PASSAGE TO READ:
Supreme Court Evaluates Whether Implied or Express Certification of a Violation is Necessary for False Claims Case

One of the most important US Supreme Court decisions interpreting the Federal False Claim Act, 31 USC 3729, is currently under submission. (Universal Health Services, Inc., vs United States ex rel Escobar). In this case, the relator’s daughter was allegedly misdiagnosed and mistreated by a health care clinic that billed Medicare for the substandard treatment. Tragically, the 12 year old died following this debacle of treatment.

The suit is being brought under an “implied certification” theory of false claims liability. In short, the providers did not expressly state that all of its services were in compliance with state and federal laws requiring licenses and standards of care. In fact, these providers were apparently not licensed as doctors. The issue is whether, by submitting claims for reimbursement (and a high percentage of profit, we’re sure), was the clinic liable under the false claims act even though it never expressly provided that it had complied? The stakes are so high that 26 amicus (“friend of the court”) briefs have been submitted.

Under the federal false claims act, the Justices will decide whether the claim is either factually false or legally false. Legally false claims are either expressly certified or impliedly certified. If compliance with the law is the result, then that’s express and a false claim. (Eyelid ex rel US vs Lungwtiz, 616 F.3d 993 (9th Cir. 2010)). See following Medicare Fraud information related to CMS Form 1500 which calls for certification of compliance. Implied compliance is based on the premise that services billed-for comply with all rules. Numerous circuits (including California’s own, the 9th) have endorsed implied certification liability.  See these other False Claims Act blogs by our Los Angeles Qui Tam Attorneys.

In deciding this issue, the Supremes should be focused on the intent and knowledge of the wrong doers in determining liability. A false claim would seem to be appropriate to effectuate the purpose of the law. While penalties for false claims can be high, defendants should at least be thankful that most courts will not award additional punitive damages. Should a case for retaliation be brought under a comparable California statute such as Labor Code 1102.5 (coupled to a tort such as Termination in Violation of Public Policy), then erring defendants who put their profits above following the law will also face punitive damages.

Finally, it must be noted that the qui tam plaintiff (or relator) must prove that the defendant’s shortcomings was “material” and significant.  In this case, the parents who are suing on behalf of the deceased girl must allege the violations of substandard care were “so central” to the provision of care that the Medicaid program would not have paid the claims had it known about the violations.  The Supreme Court has sent the case back to the appeals court to resolve that issue.

DATASET CONTENT:
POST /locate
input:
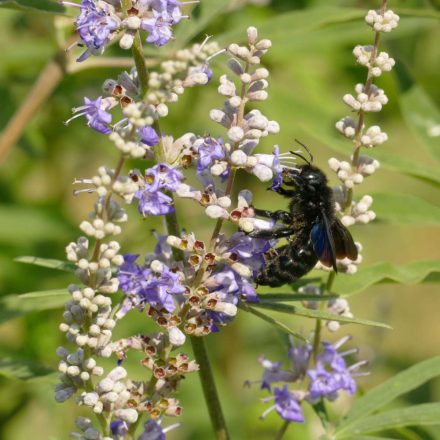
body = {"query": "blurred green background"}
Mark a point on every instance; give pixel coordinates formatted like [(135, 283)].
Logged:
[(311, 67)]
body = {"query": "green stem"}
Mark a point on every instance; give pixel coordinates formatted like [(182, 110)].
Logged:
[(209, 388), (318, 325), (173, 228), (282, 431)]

* * *

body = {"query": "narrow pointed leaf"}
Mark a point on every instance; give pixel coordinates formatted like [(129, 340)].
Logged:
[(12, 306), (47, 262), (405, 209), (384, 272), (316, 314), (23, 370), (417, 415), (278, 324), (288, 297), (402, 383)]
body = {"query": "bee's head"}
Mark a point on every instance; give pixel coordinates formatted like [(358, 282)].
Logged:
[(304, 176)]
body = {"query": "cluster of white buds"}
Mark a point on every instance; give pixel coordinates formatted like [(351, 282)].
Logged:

PROBLEM 1:
According to the False Claims Act article, how many amicus briefs have been submitted in the case?
PROBLEM 2:
Could you revise the part of the False Claims Act article that opens with the words containing "In deciding this" and closes with "face punitive damages.", swapping "penalties" for "fines"?
Work from the article in the text only, and not from the rows.

ANSWER SPACE 1:
26 amicus briefs have been submitted.

ANSWER SPACE 2:
In deciding this issue, the Supremes should be focused on the intent and knowledge of the wrong doers in determining liability. A false claim would seem to be appropriate to effectuate the purpose of the law. While fines for false claims can be high, defendants should at least be thankful that most courts will not award additional punitive damages. Should a case for retaliation be brought under a comparable California statute such as Labor Code 1102.5 (coupled to a tort such as Termination in Violation of Public Policy), then erring defendants who put their profits above following the law will also face punitive damages.